Exercise task 1:
According to the article on "The Onion Song," on what date did the single peak at No. 9 in the United Kingdom?
Exercise task 2:
Reproduce the passage of the article on "The Onion Song" that begins at the words "- Germany picture" and stops after the words "20, 1970 (U.S.)".

Passage provided:
***

- Germany picture sleeve

Single by Marvin Gaye and Tammi Terrell

from the album Easy
- B-side: "California Soul"
- Released: October 1969 (U.K.); March 20, 1970 (U.S.)
- Recorded: 1969, Detroit
- Genre: Soul; pop; Motown sound;
- Label: Tamla
- Songwriter: Ashford & Simpson
- Producers: Ashford & Simpson

Marvin Gaye and Tammi Terrell singles chronology
| "What You Gave Me" (1969) | "The Onion Song" (1969) | "California Soul" (1970) |

Marvin Gaye singles chronology
| "How Can I Forget/Gonna Give Her All the Love I've Got" (1969) | "The Onion Song" (1969) | "California Soul" (1970) |

Tammi Terrell singles chronology
| "What You Gave Me" (1969) | "The Onion Song" (1969) | "California Soul" (1970) |

= The Onion Song =

"The Onion Song" was a hit for soul singers Marvin Gaye and Tammi Terrell in 1969. It reached the top ten overseas, where it became Gaye & Terrell's biggest hit in the United Kingdom, entering the singles chart on 15 November 1969 and peaking at No.9 on 9 December.
"The Onion Song" was a more modest hit in the U.S. where it peaked at No. 18 on the soul singles chart and No. 50 on the Billboard Hot 100 Both the A-side and the B-side, "California Soul", were written by Ashford & Simpson.

***

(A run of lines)

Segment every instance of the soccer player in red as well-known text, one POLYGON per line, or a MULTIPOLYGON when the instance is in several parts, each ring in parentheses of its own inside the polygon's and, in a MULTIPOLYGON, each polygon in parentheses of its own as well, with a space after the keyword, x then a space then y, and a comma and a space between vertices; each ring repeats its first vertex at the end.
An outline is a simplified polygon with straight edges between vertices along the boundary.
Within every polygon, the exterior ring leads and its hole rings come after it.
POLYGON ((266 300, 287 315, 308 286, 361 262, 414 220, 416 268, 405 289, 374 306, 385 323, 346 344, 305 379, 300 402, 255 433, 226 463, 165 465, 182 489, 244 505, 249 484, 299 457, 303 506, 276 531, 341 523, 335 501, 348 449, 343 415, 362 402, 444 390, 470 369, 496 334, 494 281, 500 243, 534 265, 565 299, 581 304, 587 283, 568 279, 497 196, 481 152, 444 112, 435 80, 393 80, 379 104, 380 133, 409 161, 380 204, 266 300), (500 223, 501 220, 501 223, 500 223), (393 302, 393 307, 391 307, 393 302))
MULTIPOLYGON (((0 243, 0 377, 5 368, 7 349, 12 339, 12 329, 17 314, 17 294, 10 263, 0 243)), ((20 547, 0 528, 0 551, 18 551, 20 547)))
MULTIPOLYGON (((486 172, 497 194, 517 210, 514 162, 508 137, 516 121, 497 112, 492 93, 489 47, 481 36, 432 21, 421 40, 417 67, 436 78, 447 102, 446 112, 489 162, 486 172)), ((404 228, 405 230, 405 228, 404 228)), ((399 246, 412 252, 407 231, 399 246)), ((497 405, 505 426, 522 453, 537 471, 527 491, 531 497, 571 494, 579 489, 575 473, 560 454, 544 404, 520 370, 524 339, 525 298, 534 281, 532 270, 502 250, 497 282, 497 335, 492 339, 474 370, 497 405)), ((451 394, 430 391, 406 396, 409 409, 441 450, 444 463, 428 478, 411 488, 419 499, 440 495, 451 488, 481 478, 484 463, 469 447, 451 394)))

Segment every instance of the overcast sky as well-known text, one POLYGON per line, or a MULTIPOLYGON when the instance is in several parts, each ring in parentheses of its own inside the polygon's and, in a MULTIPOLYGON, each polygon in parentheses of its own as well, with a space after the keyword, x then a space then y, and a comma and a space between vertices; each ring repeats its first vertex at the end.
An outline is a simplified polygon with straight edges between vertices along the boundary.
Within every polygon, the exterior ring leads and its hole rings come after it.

***

Task output 1:
It peaked at No. 9 on 9 December.

Task output 2:
- Germany picture sleeve

Single by Marvin Gaye and Tammi Terrell

from the album Easy
- B-side: "California Soul"
- Released: October 1969 (U.K.); March 20, 1970 (U.S.)